Exercise instructions:
Copy out each of the following records line for line, with no changes to the wording. Leave the pictures out of your copy.

** Start of Data **

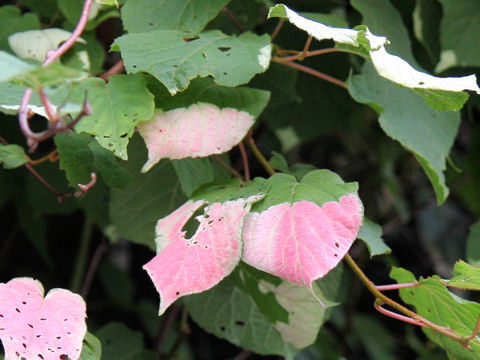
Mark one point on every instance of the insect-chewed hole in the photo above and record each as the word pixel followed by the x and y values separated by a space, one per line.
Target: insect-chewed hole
pixel 191 226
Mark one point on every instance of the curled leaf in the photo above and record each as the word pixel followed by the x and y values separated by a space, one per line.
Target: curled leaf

** End of Data **

Solution to this task:
Mark one point on every instance of the insect-chewed hole in the photo above and record each as the word pixel followed by the x and y values separated by a space, one per line.
Target: insect-chewed hole
pixel 191 226
Mark one point on every instance of the curled leaf in the photo above and record each as the word pixel followed by the x and y values separated by a space, one per line.
Target: curled leaf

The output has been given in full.